=== Selected excerpt ===
+===+
Thursday, December 8, 2011

Game Over: On Video Games and Death

The heart of the holiday season is a wonderful time of year: the Christmas lights are up, there’s a spirit of goodwill in the air, and the stores have finally cleaned up nearly all of the discarded blood and teeth remaining from Black Friday. It’s a magical time, one that makes you want to grab a mug of egg nog, curl up by a roaring fire, and write an unnecessarily morbid blog post.

It occurred to me the other day that if I had to choose a single concept or idea that most defined video games, it would be death. (A glass-half-full kind of person might say their major theme is “life” but it’s fair to assume that I tend to view my glasses as fairly empty.) Throughout most of their 40-year history, video games have been utterly consumed by the topic of death. It’s an obsession that continues to this day, and for someone like me who has played a lot of video games, I can’t help but believe the experience has affected the way I think about mortality.

Consider Pac-Man, an iconic arcade title virtually synonymous with video games. To a 1980’s adolescent, Pac-Man was more than a game; it was a spiritual experience. For a mere quarter, one could witness the birth of a hero, thrust into a brutal and uncaring world full of angry phantoms and energy pellets... and then, like an acne’d guardian angel, shepherd that hero through his transient existence to an imminent demise. It was an entire life, start-to-finish, in a box. Like real life, there was no escape, no bargaining, no loopholes... only survival. (Even the most talented angels among us—those who made no mistakes—would eventually reach the infamous split-screen level, and could proceed no further.) From the moment you touched that start button, Pac-Man was doomed.

Revenge.
+===+
=== Excerpted data ===
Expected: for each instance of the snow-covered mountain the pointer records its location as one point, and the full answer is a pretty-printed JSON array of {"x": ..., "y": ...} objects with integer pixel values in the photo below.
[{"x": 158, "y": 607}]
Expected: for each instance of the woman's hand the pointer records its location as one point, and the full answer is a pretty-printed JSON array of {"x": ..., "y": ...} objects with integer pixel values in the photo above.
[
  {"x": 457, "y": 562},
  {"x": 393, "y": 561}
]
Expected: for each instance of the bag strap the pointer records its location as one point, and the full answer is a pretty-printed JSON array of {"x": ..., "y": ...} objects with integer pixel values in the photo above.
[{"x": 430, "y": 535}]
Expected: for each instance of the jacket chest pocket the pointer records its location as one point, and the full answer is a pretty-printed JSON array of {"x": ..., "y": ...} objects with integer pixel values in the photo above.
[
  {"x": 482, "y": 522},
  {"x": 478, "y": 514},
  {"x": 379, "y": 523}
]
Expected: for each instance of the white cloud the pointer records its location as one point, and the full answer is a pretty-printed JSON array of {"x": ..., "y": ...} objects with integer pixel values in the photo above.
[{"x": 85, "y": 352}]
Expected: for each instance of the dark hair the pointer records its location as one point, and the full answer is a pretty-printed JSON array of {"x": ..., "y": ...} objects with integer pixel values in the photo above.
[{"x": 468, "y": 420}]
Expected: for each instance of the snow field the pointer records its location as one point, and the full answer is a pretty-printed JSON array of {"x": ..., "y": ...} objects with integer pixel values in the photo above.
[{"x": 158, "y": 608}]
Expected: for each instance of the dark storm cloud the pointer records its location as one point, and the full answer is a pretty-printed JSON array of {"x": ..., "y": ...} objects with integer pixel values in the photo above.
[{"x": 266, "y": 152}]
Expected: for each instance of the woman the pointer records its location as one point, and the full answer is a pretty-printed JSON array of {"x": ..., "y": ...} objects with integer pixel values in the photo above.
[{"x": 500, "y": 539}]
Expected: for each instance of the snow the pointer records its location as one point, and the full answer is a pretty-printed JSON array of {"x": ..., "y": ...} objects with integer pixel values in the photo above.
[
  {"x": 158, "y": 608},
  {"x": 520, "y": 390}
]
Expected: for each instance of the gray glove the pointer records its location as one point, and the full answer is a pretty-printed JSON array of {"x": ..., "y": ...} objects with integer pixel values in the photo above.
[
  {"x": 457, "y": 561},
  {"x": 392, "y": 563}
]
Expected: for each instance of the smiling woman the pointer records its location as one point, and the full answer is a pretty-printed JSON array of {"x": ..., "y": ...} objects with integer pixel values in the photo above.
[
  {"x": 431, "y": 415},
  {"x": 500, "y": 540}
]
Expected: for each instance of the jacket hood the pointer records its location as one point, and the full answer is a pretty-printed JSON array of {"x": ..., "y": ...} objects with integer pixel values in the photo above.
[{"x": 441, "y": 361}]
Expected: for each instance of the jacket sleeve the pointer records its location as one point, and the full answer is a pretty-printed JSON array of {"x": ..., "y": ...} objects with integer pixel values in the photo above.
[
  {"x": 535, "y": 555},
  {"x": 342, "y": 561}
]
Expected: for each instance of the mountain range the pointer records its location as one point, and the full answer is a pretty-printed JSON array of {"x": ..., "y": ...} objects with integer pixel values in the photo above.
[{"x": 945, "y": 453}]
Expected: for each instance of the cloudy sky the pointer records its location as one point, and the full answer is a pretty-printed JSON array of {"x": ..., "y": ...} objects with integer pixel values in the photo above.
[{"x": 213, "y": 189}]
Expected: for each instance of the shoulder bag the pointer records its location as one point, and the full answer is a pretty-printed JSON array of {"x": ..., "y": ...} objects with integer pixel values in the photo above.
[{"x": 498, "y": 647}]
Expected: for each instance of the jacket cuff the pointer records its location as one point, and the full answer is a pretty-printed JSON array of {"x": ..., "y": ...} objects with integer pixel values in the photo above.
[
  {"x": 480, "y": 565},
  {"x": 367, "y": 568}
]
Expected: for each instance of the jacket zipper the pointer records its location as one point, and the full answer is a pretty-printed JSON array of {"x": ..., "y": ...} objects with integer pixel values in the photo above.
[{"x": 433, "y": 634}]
+===+
=== Task item ===
Carry on the blog post about video games and death from where it stops, after the entries above.

=== Exercise result ===
While many classic games like Pac-Man reinforced the sentiment that death is inevitable, at least they allowed us a modicum of control over the timing of our passing. By contrast, there were a number of far less merciful games that taught us that death was savage and unpredictable, ready to descend upon us at any time and for any reason. Perfect examples of this sadistic mentality were Sierra games like those of the King’s Quest and Space Quest series. In the real world, leading causes of death are things like heart disease and vehicular accidents; in these games, leading causes of death included (but were not limited to) honeybees, playing alien slot machines, genies, buying bargain-priced robots and/or spaceships, prematurely eating custard pies, and ignoring trash cans. (Believe it or not, I did not make any of those examples up.)

Did you enjoy the movie Groundhog Day? If not, then Space Quest probably isn’t for you.

Of course, as much as video games are about your own death, they’re also about other people’s deaths. Just as no man can make his proverbial omelette without sacrificing a few eggs, no plumber can rescue his princess without systematically murdering scores of anthropomorphized mushrooms. During my lifetime of gaming, however, there seems to have been a general philosophical shift in this regard. Games used to be about survival, or rescuing the princess, or defeating some sort of world-threatening evil. From a moral perspective, atrocities such as Link’s genocide of a entire species of rock-spitting octopuses were unfortunate but necessary consequences of the pursuit of these greater goals. (Plus, I needed the rupees.)

Rumor has it that when they made Friday the 13th for the NES, they couldn’t decide between this “Game Over” screen and the alternative, “You die alone and unloved. No one mourns your passing.”

Now, though, many games are less about fundamental life-or-death struggles, and more about killing as many things as possible. Sure, Halo, Gears of War, or Call of Duty might pretend to have plots wherein some person, place, or thing has to be saved from some other person, place, or thing, but really the epic battle between these seemingly arbitrary nouns is simply a venue for bathing oneself in as much gore as possible. At least, I assume that’s the point, since I’m constantly being encouraged to “frag” enough people and get enough “killstreaks” during each “deathmatch” to maintain a respectable “kill/death ratio”, presumably so I can feel good about myself when I’m at home sitting on my throne made of infants’ skulls and drinking a chalice of baby seal blood.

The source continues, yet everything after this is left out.